### Mise en pratique
**A.** Recopiez, s'il vous plaît, le passage de l'extrait sur le déconfinement ci-dessous qui s'ouvre sur les mots contenant « La semaine suivante, les » et se referme sur « sondage de l’INSPQ⁠1. ».
**B.** Pour chaque affirmation, dites si elle concorde avec l'extrait sur le déconfinement ci-dessous (oui ou non), en citant à l'identique les mots du texte qui tranchent. (i) Le télétravail obligatoire prend fin dès lundi prochain. (ii) Les élèves laisseront tomber le masque en classe le même jour que la réouverture des bars. (iii) Le passeport vaccinal sera remisé, y compris pour les voyages.
**C.** D'après l'extrait sur le déconfinement ci-dessous, qui a déclaré en conférence de presse : « D’ici le 14 mars, ça se succède rapidement » ?

### Extrait de page
────────────────────────────────────────
Le week-end qui arrive marque l’arrivée de la semaine de relâche pour un grand nombre de Québécois. Elle n’aura jamais aussi bien porté son nom. Parce qu’elle sonne le début d’une importante vague de relâchements des mesures sanitaires.

« D’ici le 14 mars, ça se succède rapidement », a observé mercredi en conférence de presse la Dre Marie-France Raynault, de la Direction générale de la santé publique.

En effet. Voir les contraintes sur le point de tomber suscite – avec raison ! – un grand enthousiasme. Mais un tel déconfinement en accéléré comporte aussi sa part de risque. Tant les autorités que les citoyens auraient intérêt à le garder en tête.

Voyons le calendrier.

Dès lundi prochain, le télétravail obligatoire prend fin. Les travailleurs n’auront plus à porter le masque en tout temps au bureau. Les bars rouvriront et les salles de spectacle, les cinémas et les lieux de culte pourront fonctionner au maximum de leur capacité.

Sept jours plus tard, des centaines de milliers d’élèves du primaire et du secondaire laisseront tomber le masque en classe.

La semaine suivante, les pistes de danse et les karaokés ouvriront leurs portes aux fêtards au moment même où l’on remisera le passeport vaccinal (sauf pour les voyages).

À cela s’ajoutent les allègements du fédéral aux frontières.

Soyons clairs : ce déconfinement est légitime et souhaitable. Les lits d’hôpital se libèrent rapidement et le pire de la cinquième vague semble réellement derrière nous. À cela s’ajoute la fatigue pandémique, bien illustrée par le dernier sondage de l’INSPQ⁠1.

Pris séparément, chacun des allègements est justifié. Nous avons nous-mêmes plaidé pour la suspension graduelle du passeport vaccinal, qui a perdu beaucoup de sa pertinence depuis l’arrivée d’Omicron⁠2.

Mais de nombreux experts indépendants se disent inquiets de voir autant de mesures tomber en aussi peu de temps. Et si on a appris quelque chose depuis deux ans, c’est bien qu’on devrait les écouter.

La règle voulant qu’on attende de voir les effets d’un allègement avant d’en permettre un autre a de toute évidence sauté devant l’impatience actuelle. Le gouvernement a bien publié un calendrier de déconfinement graduel. Mais depuis, des assouplissements supplémentaires s’y ajoutent constamment.
────────────────────────────────────────
### Données extraites
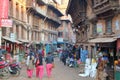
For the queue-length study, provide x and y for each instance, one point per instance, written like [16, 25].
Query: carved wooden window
[60, 34]
[109, 25]
[94, 28]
────────────────────────────────────────
### Corrigé des exercices
**A.**
La semaine suivante, les pistes de danse et les karaokés ouvriront leurs portes aux fêtards au moment même où l’on remisera le passeport vaccinal (sauf pour les voyages).

À cela s’ajoutent les allègements du fédéral aux frontières.

Soyons clairs : ce déconfinement est légitime et souhaitable. Les lits d’hôpital se libèrent rapidement et le pire de la cinquième vague semble réellement derrière nous. À cela s’ajoute la fatigue pandémique, bien illustrée par le dernier sondage de l’INSPQ⁠1.

**B.**
(i) Oui : « Dès lundi prochain, le télétravail obligatoire prend fin. »
(ii) Non : « Sept jours plus tard, des centaines de milliers d’élèves du primaire et du secondaire laisseront tomber le masque en classe. »
(iii) Non : « au moment même où l’on remisera le passeport vaccinal (sauf pour les voyages) »

**C.** La Dre Marie-France Raynault, de la Direction générale de la santé publique.